[Problème à résoudre]:
Recopiez le texte sur l'expulsion d'Alawieh, de « Mais une cousine » jusqu'à « New York Times. », en remplaçant « cousine » par « tante ».

[Texte du document]:
= = =

À l’atterrissage de son vol, des agents du service des douanes et de la protection des frontières (CBP) l’ont retenue à l’aéroport pendant au moins 36 heures, jusqu’à vendredi, prévoyant de la renvoyer au Liban.
Trois jours plus tard, le service juridique du ministère de la Justice a fait savoir que les agents avaient expulsé Alawieh après avoir trouvé des « photos et des vidéos qui sympathisaient » avec des personnalités du Hezbollah dans le dossier des éléments supprimés de son téléphone mobile, a rapporté Politico dans la journée de lundi.
« Le CBP a interrogé la docteure Alawieh et il a établi que ses véritables intentions aux États-Unis ne pouvaient pas être déterminées », a écrit le procureur adjoint Michael Sady dans le dossier de la cour.
Leo Sorokin, juge du district américain, a rendu une ordonnance vendredi indiquant qu’une audience en présentiel était prévue pour lundi à 10 heures du matin, disant qu’Alawieh devait alors comparaître devant le tribunal. L’ordonnance interdisait à Alawieh de quitter le Massachusetts sans en avertir les juges 48 heures à l’avance.
Mais une cousine a déposé une requête dans la journée de samedi où elle a affirmé que les agents avaient « délibérément » désobéi au juge en mettant Alawieh dans un avion à destination de Paris, où elle devait ensuite embarquer sur un vol en direction du Liban.
Sorokin a semblé se ranger à l’avis de la cousine, écrivant qu’il y avait des raisons de croire que les employés des douanes avaient sciemment ignoré sa précédente ordonnance, a rapporté le New York Times.

Toutefois, selon CNN, il aurait apparemment fait marche arrière juste avant le début de l’audience, lundi matin, après avoir reçu un témoignage qui laissait entendre que les agents des douanes n’avaient été informés de son ordonnance qu’après le départ d’Alawieh des États-Unis.

= = =

[Données]
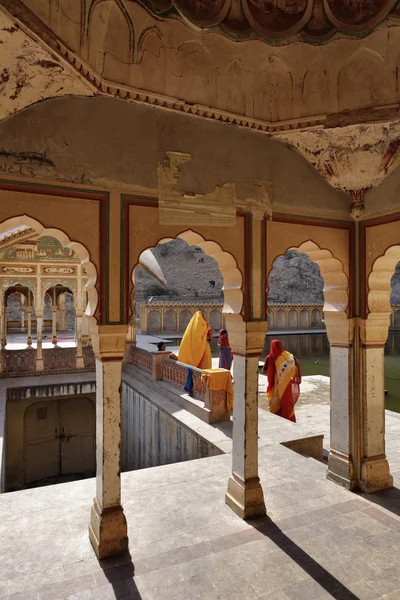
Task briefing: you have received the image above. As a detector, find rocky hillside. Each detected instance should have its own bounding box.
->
[136,240,400,304]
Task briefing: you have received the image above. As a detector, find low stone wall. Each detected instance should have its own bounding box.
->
[121,373,223,471]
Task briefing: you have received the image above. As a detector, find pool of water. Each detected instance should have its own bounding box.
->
[261,333,400,412]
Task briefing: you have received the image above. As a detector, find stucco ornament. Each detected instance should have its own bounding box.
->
[139,0,400,43]
[279,121,400,220]
[238,180,272,221]
[157,152,236,227]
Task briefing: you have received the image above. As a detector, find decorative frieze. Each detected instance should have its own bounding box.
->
[157,152,236,227]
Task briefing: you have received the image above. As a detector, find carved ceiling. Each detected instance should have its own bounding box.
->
[137,0,400,44]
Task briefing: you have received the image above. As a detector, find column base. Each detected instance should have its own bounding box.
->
[225,473,267,519]
[359,454,393,494]
[89,498,128,560]
[326,449,358,491]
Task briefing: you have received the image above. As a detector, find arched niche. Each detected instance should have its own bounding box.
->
[301,62,329,116]
[253,56,293,122]
[366,245,400,342]
[88,0,134,83]
[271,240,349,338]
[131,229,243,315]
[337,47,395,111]
[0,215,98,324]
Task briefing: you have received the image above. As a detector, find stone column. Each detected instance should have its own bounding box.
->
[89,325,128,559]
[36,309,44,371]
[1,304,7,348]
[325,312,358,490]
[325,313,393,492]
[58,293,67,331]
[225,315,267,519]
[26,306,32,346]
[75,310,85,369]
[51,304,57,344]
[356,313,393,492]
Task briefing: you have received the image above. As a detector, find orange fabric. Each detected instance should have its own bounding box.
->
[201,369,233,412]
[178,311,212,369]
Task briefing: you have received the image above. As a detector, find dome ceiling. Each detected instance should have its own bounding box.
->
[138,0,400,44]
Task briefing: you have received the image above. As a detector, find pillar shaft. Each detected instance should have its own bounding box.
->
[36,310,44,371]
[58,293,67,331]
[51,304,57,344]
[75,311,85,369]
[325,313,393,492]
[358,313,393,492]
[225,315,267,519]
[26,306,32,346]
[1,306,7,347]
[89,326,128,559]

= = =

[Résultat attendu]:
Mais une tante a déposé une requête dans la journée de samedi où elle a affirmé que les agents avaient « délibérément » désobéi au juge en mettant Alawieh dans un avion à destination de Paris, où elle devait ensuite embarquer sur un vol en direction du Liban.
Sorokin a semblé se ranger à l’avis de la tante, écrivant qu’il y avait des raisons de croire que les employés des douanes avaient sciemment ignoré sa précédente ordonnance, a rapporté le New York Times.